§ PROBLEM SET
A: List every proper name or nickname that appears in the passage about Makely's elbow drop, in order of first appearance.
B: From the passage about Makely's elbow drop, copy word for word the part between "There was really" and "kind of answer.", inclusive.

§ TEXT SHOWN
There was really only one box left to check for Makely to complete his dream experience, and it was do deliver a Macho Man elbow off the top rope. He told Guerrero right away that he was down for it, and received a rather non-committal “we’ll see” kind of answer.
With nothing seeming to come of it, and no talk of doing the spot happening again, Makely didn’t push the issue but figured it wouldn’t happen. Until he he got a call from Guerrero the night before a shoot, asking if he was still good to do it. Makely answered confidently “Oh yeah!”
Even during the next day’s shoot, though, the moment seemed to be slipping away. “I figured we’d abandoned the elbow drop, or we would have rehearsed it already,” Makely recalls. “Then Chavo comes up to me and says, ‘Ready?'”

§ Rows from a pointing dataset
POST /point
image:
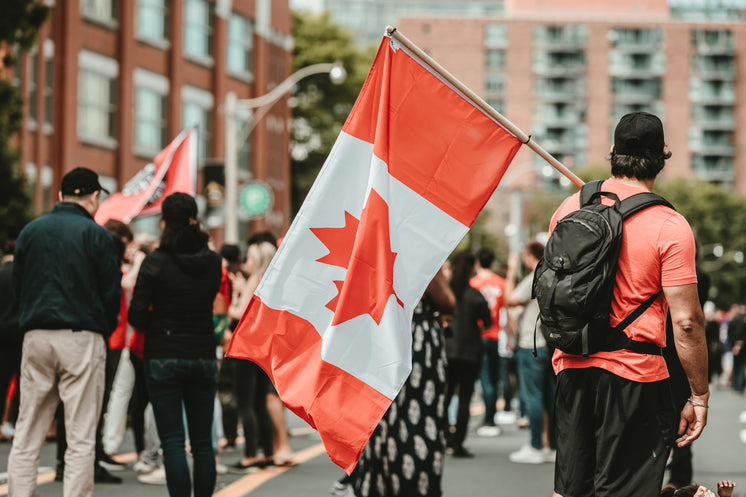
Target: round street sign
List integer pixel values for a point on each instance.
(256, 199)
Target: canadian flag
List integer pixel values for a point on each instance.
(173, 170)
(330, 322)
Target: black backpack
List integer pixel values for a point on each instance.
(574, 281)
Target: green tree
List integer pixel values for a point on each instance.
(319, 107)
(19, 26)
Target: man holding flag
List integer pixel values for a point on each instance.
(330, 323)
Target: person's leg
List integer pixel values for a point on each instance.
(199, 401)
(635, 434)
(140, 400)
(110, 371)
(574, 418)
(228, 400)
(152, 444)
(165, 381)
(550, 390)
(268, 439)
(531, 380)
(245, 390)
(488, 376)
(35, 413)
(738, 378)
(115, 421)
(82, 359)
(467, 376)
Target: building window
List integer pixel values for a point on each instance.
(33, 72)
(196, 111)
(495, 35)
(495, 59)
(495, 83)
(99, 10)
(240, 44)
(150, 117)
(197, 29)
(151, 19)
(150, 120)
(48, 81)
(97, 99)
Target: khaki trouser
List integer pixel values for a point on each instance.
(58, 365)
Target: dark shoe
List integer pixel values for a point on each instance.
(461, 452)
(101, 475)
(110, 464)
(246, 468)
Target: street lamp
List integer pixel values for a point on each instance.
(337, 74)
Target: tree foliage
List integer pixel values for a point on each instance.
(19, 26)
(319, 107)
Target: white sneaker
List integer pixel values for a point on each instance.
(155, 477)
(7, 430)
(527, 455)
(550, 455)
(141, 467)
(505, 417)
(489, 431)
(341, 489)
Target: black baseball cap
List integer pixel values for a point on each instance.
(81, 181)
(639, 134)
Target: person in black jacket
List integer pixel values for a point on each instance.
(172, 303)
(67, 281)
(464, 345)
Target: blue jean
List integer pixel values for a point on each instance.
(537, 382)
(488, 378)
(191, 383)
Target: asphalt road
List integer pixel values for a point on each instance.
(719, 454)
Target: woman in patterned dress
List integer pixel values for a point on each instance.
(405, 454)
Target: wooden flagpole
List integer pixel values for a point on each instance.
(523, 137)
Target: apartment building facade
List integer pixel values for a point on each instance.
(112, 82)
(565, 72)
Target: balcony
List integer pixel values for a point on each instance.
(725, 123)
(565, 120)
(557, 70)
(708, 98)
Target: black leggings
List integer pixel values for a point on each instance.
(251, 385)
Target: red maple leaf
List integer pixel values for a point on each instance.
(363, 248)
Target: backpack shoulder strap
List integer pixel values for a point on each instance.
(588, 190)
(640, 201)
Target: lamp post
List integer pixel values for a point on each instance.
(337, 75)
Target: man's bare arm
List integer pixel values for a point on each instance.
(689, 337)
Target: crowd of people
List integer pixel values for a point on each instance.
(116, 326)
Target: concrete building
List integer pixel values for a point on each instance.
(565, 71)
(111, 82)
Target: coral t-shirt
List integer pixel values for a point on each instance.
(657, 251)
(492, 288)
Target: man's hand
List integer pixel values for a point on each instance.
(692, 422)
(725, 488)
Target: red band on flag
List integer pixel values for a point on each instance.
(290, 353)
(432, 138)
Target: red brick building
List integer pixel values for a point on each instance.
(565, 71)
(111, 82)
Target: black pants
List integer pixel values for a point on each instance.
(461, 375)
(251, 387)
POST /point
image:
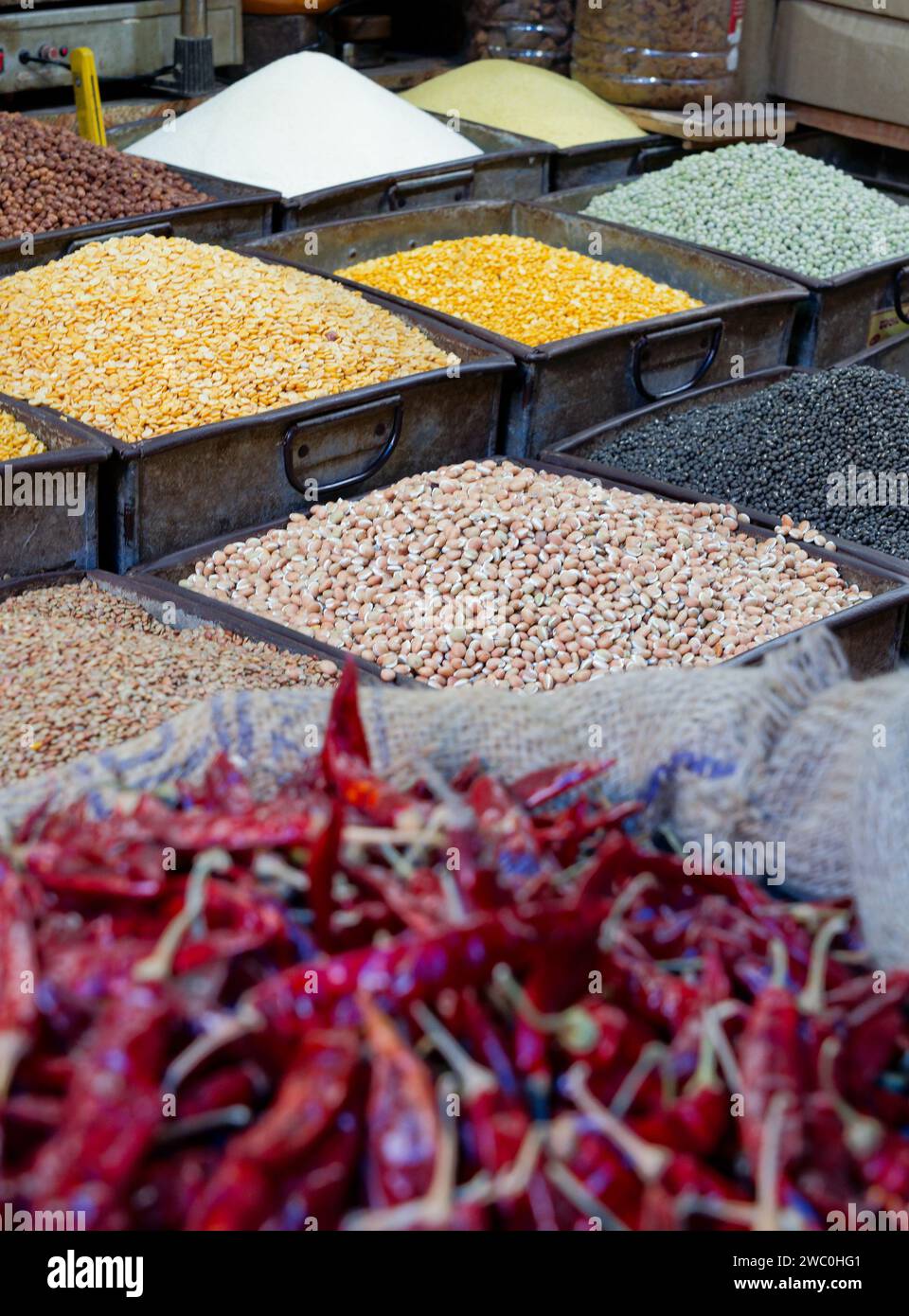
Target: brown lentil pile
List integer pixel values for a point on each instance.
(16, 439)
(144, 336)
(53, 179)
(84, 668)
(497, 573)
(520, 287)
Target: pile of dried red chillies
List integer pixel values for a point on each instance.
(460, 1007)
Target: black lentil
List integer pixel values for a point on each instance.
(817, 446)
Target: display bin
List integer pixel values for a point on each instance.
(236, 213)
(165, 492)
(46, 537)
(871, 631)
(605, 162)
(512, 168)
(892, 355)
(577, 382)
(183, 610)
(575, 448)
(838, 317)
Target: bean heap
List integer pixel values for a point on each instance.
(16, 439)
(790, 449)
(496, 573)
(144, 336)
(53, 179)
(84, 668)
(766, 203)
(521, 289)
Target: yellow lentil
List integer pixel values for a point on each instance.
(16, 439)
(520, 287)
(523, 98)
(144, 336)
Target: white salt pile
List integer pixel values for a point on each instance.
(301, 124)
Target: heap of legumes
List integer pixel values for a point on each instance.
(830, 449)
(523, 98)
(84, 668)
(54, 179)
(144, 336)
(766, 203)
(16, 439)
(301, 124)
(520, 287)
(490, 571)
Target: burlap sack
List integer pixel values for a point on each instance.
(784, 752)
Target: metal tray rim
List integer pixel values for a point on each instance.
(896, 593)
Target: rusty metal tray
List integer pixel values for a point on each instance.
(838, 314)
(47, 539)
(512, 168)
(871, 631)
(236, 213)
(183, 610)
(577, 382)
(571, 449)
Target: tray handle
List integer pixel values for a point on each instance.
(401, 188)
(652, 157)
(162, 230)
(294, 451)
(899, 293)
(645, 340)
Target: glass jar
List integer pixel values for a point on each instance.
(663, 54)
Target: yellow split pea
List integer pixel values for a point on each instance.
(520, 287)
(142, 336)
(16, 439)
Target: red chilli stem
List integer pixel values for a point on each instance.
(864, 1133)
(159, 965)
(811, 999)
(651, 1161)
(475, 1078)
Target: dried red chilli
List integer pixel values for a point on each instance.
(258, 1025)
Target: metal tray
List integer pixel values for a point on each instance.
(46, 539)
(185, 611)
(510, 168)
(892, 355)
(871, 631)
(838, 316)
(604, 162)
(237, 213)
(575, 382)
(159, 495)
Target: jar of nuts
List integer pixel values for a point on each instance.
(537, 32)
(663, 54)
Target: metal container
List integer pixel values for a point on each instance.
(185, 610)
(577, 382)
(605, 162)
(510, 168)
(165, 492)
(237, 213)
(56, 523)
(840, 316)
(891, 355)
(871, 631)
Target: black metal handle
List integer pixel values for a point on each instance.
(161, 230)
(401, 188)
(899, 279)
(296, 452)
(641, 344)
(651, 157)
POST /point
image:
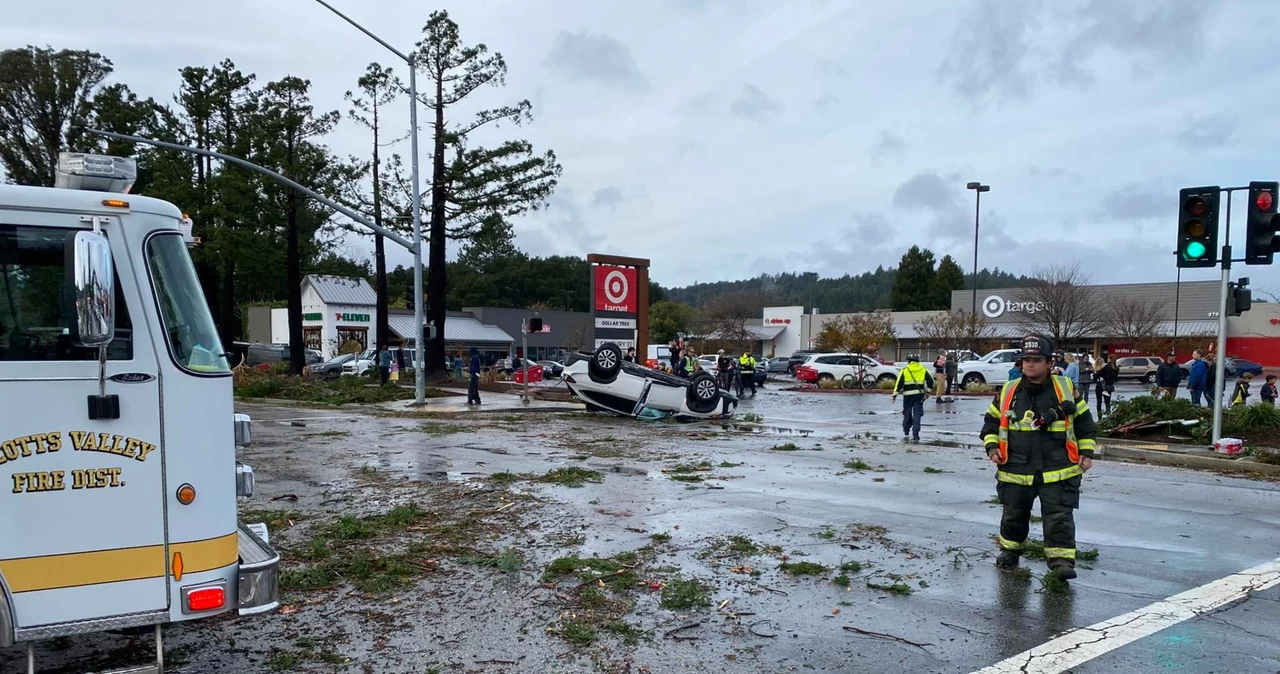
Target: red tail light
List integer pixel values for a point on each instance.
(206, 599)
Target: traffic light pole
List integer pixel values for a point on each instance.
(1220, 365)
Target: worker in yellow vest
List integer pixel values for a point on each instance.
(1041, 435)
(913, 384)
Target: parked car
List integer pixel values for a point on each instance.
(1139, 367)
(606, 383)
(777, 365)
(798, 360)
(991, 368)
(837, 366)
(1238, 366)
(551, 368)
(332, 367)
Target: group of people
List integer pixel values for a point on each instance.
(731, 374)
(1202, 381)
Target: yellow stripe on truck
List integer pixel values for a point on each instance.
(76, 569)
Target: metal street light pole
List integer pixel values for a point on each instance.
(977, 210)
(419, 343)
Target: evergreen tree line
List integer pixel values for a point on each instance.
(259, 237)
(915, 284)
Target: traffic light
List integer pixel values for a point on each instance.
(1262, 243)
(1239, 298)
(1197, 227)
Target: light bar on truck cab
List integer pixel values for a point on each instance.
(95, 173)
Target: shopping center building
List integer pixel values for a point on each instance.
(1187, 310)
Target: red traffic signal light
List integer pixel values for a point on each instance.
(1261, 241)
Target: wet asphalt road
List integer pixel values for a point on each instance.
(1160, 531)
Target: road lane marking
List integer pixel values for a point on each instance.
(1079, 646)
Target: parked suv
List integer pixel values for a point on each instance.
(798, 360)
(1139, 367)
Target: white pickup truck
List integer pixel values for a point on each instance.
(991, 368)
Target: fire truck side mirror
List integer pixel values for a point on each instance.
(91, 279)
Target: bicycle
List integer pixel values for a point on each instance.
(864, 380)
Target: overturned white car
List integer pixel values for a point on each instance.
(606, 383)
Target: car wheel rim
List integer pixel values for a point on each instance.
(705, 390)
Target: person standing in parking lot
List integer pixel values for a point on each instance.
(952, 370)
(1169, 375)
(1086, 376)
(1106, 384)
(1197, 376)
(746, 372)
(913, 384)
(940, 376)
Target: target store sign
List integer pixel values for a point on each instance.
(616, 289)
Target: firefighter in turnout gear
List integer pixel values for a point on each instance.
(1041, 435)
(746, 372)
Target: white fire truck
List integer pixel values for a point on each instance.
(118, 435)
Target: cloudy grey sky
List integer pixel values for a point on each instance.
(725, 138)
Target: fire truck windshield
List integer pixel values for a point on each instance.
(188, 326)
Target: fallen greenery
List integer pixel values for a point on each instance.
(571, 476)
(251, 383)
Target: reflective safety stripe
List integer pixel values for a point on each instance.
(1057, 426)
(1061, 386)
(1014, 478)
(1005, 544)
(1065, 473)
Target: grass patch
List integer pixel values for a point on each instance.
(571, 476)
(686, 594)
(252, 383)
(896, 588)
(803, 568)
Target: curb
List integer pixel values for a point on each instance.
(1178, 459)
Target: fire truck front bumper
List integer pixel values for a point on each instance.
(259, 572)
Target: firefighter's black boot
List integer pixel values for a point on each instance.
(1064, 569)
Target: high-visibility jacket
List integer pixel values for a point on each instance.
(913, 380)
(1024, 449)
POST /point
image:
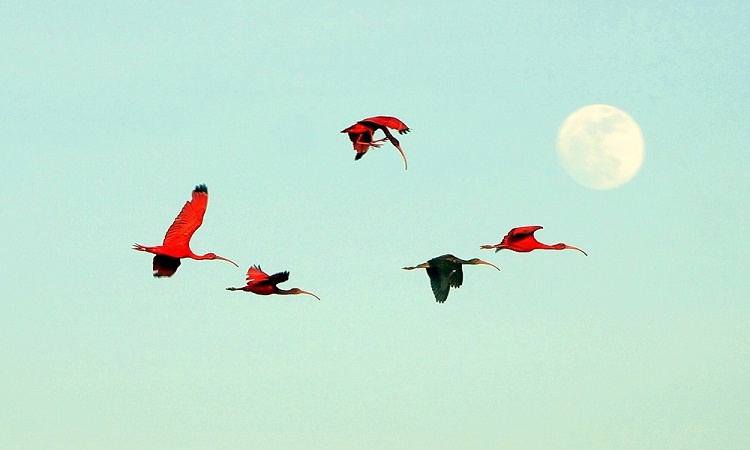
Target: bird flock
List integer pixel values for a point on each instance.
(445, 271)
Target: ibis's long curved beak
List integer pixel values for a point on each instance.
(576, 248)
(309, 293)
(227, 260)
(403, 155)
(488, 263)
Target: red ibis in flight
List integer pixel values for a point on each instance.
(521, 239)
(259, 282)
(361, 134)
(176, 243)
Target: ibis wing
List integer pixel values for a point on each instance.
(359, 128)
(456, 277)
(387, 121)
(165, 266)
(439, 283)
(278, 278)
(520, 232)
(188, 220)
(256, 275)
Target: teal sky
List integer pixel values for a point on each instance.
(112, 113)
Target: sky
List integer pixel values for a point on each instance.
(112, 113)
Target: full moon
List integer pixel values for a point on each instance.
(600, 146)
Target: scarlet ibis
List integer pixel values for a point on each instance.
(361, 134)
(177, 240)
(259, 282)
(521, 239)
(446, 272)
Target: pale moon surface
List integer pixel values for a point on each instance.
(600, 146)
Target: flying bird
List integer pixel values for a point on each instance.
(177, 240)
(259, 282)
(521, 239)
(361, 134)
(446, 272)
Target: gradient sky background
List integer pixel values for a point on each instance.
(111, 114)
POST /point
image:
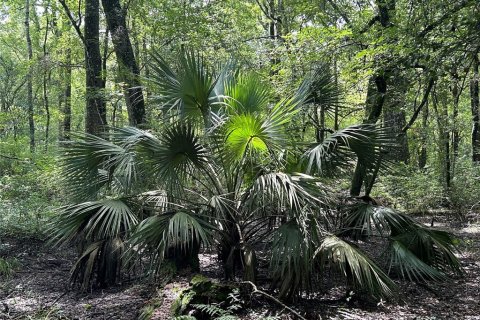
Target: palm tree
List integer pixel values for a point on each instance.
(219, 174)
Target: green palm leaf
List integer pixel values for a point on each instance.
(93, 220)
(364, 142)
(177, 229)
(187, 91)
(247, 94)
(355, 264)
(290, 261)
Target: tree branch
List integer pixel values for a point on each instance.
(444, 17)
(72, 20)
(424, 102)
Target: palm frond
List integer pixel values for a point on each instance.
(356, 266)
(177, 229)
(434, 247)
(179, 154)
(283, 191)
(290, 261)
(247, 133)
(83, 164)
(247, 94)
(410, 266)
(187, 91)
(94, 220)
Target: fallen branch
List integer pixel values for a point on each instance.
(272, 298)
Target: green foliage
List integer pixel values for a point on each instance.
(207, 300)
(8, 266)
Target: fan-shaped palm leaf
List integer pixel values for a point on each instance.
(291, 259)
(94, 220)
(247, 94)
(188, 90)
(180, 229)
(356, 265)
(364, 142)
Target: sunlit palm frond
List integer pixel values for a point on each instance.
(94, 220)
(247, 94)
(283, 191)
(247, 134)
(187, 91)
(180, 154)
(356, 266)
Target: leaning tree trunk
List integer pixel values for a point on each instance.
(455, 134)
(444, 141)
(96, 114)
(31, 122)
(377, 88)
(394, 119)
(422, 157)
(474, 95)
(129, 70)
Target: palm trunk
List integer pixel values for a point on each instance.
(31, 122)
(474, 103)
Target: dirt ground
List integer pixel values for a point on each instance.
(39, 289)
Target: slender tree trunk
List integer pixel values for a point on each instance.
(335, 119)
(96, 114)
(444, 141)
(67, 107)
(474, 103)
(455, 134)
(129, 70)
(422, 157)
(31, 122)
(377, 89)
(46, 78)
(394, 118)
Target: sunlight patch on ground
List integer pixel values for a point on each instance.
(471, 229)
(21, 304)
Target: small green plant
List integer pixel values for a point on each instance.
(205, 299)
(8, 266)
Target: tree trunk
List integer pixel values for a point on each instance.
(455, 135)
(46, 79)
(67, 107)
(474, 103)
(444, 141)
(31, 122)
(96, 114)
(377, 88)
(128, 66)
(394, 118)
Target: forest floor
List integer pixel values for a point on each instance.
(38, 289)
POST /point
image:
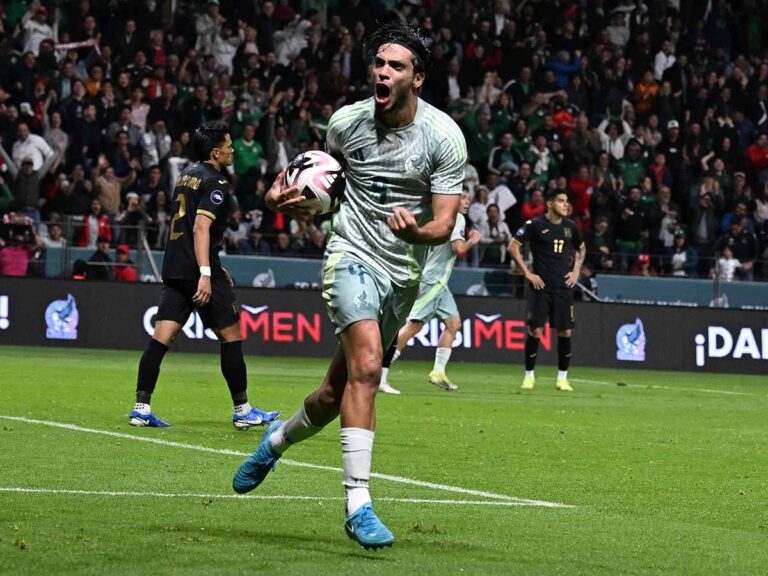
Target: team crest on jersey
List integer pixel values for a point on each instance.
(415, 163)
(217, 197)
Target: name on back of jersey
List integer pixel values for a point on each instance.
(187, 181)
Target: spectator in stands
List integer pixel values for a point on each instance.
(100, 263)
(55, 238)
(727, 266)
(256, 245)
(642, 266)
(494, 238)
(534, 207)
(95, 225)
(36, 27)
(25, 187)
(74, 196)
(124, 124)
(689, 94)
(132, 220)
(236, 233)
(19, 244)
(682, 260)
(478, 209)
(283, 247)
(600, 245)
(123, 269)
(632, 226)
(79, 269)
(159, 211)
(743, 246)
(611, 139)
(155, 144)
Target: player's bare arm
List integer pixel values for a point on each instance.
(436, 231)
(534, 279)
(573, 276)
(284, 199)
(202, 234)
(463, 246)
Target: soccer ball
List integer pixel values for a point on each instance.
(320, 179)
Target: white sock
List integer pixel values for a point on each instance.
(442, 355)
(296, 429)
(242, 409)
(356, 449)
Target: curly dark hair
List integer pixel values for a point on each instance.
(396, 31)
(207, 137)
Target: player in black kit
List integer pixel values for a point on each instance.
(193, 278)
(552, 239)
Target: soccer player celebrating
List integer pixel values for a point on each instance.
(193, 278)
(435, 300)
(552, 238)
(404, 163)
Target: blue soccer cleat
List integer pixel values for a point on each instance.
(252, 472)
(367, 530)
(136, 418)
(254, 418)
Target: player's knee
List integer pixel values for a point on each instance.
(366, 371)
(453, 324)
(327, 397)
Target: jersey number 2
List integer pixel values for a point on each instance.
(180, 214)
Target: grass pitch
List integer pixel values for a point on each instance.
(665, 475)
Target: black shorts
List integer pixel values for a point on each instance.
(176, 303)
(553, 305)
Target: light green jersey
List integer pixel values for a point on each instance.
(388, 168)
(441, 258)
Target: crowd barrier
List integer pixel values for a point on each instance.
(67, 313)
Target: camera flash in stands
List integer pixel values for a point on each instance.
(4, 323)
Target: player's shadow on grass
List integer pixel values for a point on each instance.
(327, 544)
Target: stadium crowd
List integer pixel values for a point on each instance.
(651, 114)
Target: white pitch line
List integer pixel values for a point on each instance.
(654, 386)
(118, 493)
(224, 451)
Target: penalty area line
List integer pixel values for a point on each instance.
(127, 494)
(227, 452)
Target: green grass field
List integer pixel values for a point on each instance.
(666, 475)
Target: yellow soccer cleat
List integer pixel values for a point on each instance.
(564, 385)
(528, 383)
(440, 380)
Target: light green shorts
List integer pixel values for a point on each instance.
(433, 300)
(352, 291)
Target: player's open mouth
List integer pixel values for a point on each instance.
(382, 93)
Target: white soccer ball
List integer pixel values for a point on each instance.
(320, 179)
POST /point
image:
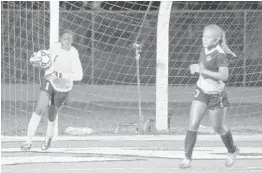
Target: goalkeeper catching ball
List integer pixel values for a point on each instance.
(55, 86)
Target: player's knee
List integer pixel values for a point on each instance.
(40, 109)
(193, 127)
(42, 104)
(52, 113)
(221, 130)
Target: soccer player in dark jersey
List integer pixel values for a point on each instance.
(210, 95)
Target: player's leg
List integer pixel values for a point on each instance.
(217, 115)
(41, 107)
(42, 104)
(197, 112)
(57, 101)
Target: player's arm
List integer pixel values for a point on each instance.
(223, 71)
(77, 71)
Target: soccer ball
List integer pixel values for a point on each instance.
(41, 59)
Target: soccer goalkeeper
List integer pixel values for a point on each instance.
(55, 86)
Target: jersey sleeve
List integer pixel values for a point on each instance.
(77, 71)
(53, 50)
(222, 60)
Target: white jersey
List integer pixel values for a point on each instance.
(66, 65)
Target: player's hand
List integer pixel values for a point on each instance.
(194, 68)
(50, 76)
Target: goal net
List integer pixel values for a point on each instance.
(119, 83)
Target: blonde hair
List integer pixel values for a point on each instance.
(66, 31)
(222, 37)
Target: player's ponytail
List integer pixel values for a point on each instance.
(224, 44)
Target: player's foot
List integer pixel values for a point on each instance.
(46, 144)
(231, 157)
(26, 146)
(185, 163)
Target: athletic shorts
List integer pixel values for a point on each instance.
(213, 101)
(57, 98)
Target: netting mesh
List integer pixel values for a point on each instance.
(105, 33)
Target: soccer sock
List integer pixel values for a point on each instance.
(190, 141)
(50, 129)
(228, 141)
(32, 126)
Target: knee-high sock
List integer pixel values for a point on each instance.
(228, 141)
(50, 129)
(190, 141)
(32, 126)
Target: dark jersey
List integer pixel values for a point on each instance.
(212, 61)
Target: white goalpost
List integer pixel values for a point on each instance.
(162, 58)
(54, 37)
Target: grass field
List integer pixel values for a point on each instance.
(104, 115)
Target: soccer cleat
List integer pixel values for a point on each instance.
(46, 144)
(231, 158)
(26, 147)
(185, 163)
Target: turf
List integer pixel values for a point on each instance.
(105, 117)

§ EXERCISE RESULTS
A: Makely, Macho Man, Guerrero, Chavo

B:
There was really only one box left to check for Makely to complete his dream experience, and it was do deliver a Macho Man elbow off the top rope. He told Guerrero right away that he was down for it, and received a rather non-committal “we’ll see” kind of answer.